INFORMATION SUPPLIED:

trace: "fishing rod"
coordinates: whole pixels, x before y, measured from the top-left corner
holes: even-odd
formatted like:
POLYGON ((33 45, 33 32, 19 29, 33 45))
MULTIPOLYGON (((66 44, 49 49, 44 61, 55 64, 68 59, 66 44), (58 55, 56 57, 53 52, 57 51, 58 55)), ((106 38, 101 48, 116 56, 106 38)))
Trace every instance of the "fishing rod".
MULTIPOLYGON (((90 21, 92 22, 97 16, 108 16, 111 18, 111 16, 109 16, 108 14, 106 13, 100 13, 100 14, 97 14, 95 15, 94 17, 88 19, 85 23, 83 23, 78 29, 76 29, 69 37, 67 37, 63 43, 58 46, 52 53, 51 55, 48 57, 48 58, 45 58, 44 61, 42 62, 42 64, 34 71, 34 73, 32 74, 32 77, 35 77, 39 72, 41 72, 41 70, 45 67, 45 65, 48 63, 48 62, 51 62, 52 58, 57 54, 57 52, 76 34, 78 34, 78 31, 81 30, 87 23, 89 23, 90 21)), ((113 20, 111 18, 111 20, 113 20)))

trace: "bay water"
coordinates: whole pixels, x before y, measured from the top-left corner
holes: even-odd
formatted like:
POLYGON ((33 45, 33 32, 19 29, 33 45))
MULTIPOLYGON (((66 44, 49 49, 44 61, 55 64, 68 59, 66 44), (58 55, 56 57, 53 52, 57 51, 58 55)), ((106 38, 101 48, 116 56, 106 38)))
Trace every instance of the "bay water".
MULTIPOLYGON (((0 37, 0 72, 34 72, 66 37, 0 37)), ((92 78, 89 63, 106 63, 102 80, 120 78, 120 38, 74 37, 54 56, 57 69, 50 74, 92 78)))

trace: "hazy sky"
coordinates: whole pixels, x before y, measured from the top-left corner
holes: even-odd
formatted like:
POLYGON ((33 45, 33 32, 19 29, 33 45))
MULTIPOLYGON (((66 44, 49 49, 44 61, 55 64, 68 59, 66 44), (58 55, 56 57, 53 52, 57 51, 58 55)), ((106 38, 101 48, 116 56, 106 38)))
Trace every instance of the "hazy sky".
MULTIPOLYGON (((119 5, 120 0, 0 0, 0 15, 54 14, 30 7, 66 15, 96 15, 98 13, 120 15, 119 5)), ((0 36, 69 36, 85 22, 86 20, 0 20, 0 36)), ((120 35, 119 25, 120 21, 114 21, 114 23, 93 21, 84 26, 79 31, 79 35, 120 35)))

EXERCISE OBJECTIVE: Please reproduce the items above with "upper-left corner" substituted for "top-left corner" and everything else unchanged.

THE REPLY:
trace: "fishing rod"
coordinates: whole pixels, x before y, measured from the upper-left corner
holes: even-odd
formatted like:
POLYGON ((33 45, 33 32, 19 29, 33 45))
MULTIPOLYGON (((66 44, 49 49, 44 61, 55 64, 68 59, 66 44), (58 55, 56 57, 53 52, 57 51, 58 55)), ((106 38, 101 48, 116 56, 106 38)))
Trace every instance of the "fishing rod".
MULTIPOLYGON (((90 21, 92 22, 97 16, 108 16, 111 18, 111 16, 109 16, 108 14, 106 13, 100 13, 100 14, 97 14, 95 15, 94 17, 88 19, 85 23, 83 23, 78 29, 76 29, 69 37, 67 37, 63 43, 58 46, 52 53, 51 55, 48 57, 48 58, 45 58, 44 61, 42 62, 42 64, 34 71, 34 73, 32 74, 32 77, 35 77, 39 72, 41 72, 41 70, 45 67, 45 65, 48 63, 48 62, 51 62, 52 58, 57 54, 57 52, 76 34, 78 34, 78 31, 81 30, 87 23, 89 23, 90 21)), ((113 20, 111 18, 111 20, 113 20)))

trace: "bay water"
coordinates: whole pixels, x before y, measured from the upper-left corner
holes: even-odd
formatted like:
POLYGON ((33 45, 33 32, 19 29, 33 45))
MULTIPOLYGON (((66 44, 49 49, 44 61, 55 64, 68 59, 66 44), (58 55, 56 57, 53 52, 57 51, 58 55)), ((106 38, 101 48, 116 56, 106 38)))
Trace every instance of the "bay water".
MULTIPOLYGON (((0 37, 0 72, 34 72, 66 37, 0 37)), ((92 78, 89 63, 106 63, 102 80, 120 78, 120 38, 74 37, 54 56, 57 69, 50 74, 92 78)))

trace: "hazy sky"
coordinates: whole pixels, x before y, measured from the upper-left corner
holes: even-odd
formatted like:
POLYGON ((33 45, 33 32, 19 29, 33 45))
MULTIPOLYGON (((66 44, 49 49, 44 61, 55 64, 68 59, 66 44), (58 55, 56 57, 53 52, 57 51, 58 55)), ((106 38, 101 48, 116 56, 106 38)))
Trace every instance of the "hazy sky".
MULTIPOLYGON (((119 5, 120 0, 0 0, 0 15, 54 14, 30 7, 66 15, 96 15, 98 13, 120 15, 119 5)), ((0 36, 69 36, 85 22, 86 20, 0 20, 0 36)), ((120 35, 119 25, 120 21, 114 21, 114 23, 93 21, 84 26, 79 31, 79 35, 120 35)))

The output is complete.